TEXT PASSAGE
Vultures are on the endangered list and form an important ecological component of our natural environment, so to hear that two were rescued and have been released back into the wild is really good news!
Johannesburg, South Africa (15 April 2021) – Two Cape Vultures were rescued from the Hartbeespoort Dam in December 2020, and both magnificent birds have made a full recovery and been released back into the wild!
Cape Vultures were put on the Endangered list in 2015, and numbers have continued to decline every year, but thanks to a kind group of volunteers, two young birds (barely 4 months old) who were found stuck in the Hartbeespoort Dam were rescued and have been released back into the wild.
The NSRI Hartbeespoort Dam duty crew and volunteers from Vulpro – (a local vulture protection conservation organisation – worked together to save the birds trapped in the dense Hyacinth on Hartbeespoort Dam. In both cases, boats were used to get to the vultures and then volunteers swam to the birds to help untangle them before getting them back to land.

Collected data

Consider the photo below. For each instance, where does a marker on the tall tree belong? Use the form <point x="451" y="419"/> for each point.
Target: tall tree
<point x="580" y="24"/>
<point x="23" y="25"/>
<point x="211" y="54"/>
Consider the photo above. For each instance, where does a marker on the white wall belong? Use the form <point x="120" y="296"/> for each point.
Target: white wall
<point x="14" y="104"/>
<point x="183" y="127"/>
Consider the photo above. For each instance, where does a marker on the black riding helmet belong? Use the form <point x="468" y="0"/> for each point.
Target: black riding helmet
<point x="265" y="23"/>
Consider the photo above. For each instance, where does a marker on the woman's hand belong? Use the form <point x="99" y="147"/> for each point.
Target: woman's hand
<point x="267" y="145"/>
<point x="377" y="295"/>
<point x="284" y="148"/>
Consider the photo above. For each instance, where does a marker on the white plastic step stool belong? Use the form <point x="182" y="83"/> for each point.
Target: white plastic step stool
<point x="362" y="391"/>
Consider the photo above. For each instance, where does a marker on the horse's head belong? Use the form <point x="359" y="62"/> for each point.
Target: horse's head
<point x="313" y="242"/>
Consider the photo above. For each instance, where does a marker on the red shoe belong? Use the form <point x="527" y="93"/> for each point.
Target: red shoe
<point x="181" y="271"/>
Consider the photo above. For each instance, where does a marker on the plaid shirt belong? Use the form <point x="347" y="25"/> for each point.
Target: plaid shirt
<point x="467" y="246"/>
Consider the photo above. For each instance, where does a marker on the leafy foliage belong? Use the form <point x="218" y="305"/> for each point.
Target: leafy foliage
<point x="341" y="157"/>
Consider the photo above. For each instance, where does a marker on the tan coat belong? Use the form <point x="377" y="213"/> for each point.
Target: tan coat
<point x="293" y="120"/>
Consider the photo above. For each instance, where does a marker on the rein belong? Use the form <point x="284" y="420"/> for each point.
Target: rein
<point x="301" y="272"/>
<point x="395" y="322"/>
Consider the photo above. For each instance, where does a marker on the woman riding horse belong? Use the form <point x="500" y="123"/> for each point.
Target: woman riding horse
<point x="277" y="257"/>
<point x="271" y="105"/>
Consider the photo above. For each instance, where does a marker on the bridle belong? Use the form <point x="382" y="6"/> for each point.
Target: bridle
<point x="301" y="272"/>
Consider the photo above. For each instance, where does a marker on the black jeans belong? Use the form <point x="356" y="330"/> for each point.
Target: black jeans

WHAT YOU NEED TO DO
According to the vulture rescue report, in what year were Cape Vultures put on the Endangered list?

TASK RESPONSE
2015